--- Try it ---
Print every line of the data word for word.

[Data entries]

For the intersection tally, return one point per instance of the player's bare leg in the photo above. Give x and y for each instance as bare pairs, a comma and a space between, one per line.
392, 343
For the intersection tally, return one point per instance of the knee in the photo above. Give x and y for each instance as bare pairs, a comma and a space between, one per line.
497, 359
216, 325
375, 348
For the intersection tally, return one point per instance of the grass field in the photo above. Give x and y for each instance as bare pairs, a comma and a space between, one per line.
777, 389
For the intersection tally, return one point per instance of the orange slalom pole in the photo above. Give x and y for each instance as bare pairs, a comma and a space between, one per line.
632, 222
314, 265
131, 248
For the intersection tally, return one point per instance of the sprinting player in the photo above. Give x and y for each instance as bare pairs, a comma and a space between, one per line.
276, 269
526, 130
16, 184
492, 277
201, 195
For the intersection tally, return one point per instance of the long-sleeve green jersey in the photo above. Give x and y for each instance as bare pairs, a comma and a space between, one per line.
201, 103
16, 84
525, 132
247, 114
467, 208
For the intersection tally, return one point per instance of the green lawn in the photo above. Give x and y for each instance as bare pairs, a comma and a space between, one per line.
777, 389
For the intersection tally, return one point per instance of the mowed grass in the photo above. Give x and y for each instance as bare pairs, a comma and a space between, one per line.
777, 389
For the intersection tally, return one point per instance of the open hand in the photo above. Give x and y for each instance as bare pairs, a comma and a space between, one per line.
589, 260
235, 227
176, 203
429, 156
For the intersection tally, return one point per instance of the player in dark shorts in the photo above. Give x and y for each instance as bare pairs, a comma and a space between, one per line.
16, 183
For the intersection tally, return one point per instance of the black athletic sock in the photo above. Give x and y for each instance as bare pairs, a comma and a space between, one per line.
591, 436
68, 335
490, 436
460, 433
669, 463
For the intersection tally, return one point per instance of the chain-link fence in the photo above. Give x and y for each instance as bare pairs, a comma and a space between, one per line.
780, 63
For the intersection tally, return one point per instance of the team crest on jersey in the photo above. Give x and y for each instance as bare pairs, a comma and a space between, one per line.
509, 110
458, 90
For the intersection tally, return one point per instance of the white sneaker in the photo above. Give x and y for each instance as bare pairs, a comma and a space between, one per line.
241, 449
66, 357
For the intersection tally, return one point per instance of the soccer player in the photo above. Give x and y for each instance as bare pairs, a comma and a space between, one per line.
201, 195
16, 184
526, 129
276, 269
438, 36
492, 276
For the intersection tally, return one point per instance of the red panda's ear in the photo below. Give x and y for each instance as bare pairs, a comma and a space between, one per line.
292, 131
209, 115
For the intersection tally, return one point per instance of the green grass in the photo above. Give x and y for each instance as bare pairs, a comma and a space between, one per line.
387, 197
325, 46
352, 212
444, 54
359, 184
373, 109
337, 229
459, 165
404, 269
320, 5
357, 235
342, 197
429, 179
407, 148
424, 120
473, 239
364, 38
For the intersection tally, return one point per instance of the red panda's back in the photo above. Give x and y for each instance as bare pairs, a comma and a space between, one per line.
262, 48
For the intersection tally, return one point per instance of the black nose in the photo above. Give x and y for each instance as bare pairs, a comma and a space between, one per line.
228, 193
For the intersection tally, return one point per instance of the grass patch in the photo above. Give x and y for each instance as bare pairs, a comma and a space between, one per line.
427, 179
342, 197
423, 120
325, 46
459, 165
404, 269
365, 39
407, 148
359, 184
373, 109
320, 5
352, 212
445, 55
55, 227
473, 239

--- Answer section ---
For the intersection tally, return one point per instance of the player's bare leg in the photo above. Give x and y for each instance as bare pairs, a comma and a space between, one per line.
392, 343
For the intersection tally, return one point per instance of the knee in the photo above. Give x and y for each instance as bare pairs, a comma and a space between, one per line.
497, 359
216, 325
375, 348
For the intersection tally, return one point per instance of the grass field in the photo above. Give x and y for each instance as bare pairs, a comma and a space between, one per line.
777, 389
For the intersection tally, return one point per instance of the orange slalom pole in the photo above. Give x and y for each instance as bare pairs, a comma and a space between, one per line.
632, 222
314, 265
131, 248
For the intersection tally, return one point per instance of the sprinting player in the photo above. Give x and y for each instance as bare pairs, a comma and a space between, one per line.
276, 269
526, 130
16, 184
492, 277
201, 195
For the intersection tally, return one point per instance of the long-sleeve green jersey in the photo above. Give x and y for each instance as bare pairs, a comma and a space between, one per line.
201, 103
16, 84
525, 132
247, 114
467, 208
For the intersection tally, return one point per instance of the green lawn in the photo above. Give x and y for each instance as bare pairs, a comma and a space between, one per line.
777, 389
For the intersection tally, return one point per instance of the mowed grass in the photo above. Give x and y for each instance as bare pairs, a comma and a space between, one per line.
777, 389
For the intersection tally, return one point per instance of the open hand in the photo above. Give x and y for each instance as bare pairs, a comma and a space between, one per line.
589, 260
235, 227
176, 203
429, 156
For the intersection tally, return one point per instance of the player in dark shorts in the photo above. Give x and y for each instance as bare pairs, a comma and a space between, one per line.
16, 183
For the intersection tally, return one point per instance of the black athletic sock in the photo above. Give x and y for each instance as bare pairs, a comma and a space between, one per line.
591, 436
68, 335
490, 436
460, 433
669, 463
For the intersection tally, return one point per instance of the chain-link fence in the photo above. Give x and y for each instance as bare pairs, a comma and a space between, one per line.
780, 63
For the intersection tally, return one point per instance of the team crest on jersey in the photo above. Give x and y for each instance as bare pairs, a comma and a space between, one per line.
509, 110
458, 90
For the intersection tally, return one point per instance of the white sneaker in the photo above. Give x and y for each instance as bare pairs, a comma and a space between, one per line.
241, 449
66, 357
For the intersection tally, return one point per instance of the soccer player in the photo above. Give x and y for each instance as bare pairs, a comma and a space between, one per line.
201, 195
16, 184
526, 129
276, 269
438, 36
492, 276
For the intersection tally, return one point per instance of the red panda's ear in the photo below. Give x and y for each instance as bare pairs, a comma and a space between, one per line.
292, 131
209, 115
For the intersection tally, return one point per instance of the green grass in the photo above. Give x and y for each instance as bare pairs, a comma and a space between, one per line.
387, 197
325, 46
352, 212
444, 54
359, 184
373, 109
337, 229
459, 165
404, 269
320, 5
357, 235
342, 197
429, 179
407, 148
424, 120
473, 239
364, 38
For the intersection tally, return one point per instance of the red panda's back in the photo above. Give x and y for each instance as bare pairs, a comma and a space between, one per line.
262, 48
For the intersection tally, return one point per instance of the black nose in the photo above. Give x and y for each instance as bare pairs, a comma and a space between, one per line.
228, 193
For the intersection tally, return one point per instance of the grass patch in the photo above. Give x and y for each instance as bare pairs, a comma and a space between, one per line.
427, 179
342, 197
423, 120
325, 46
459, 165
404, 269
365, 39
407, 148
359, 184
373, 109
320, 5
352, 212
445, 55
55, 227
473, 239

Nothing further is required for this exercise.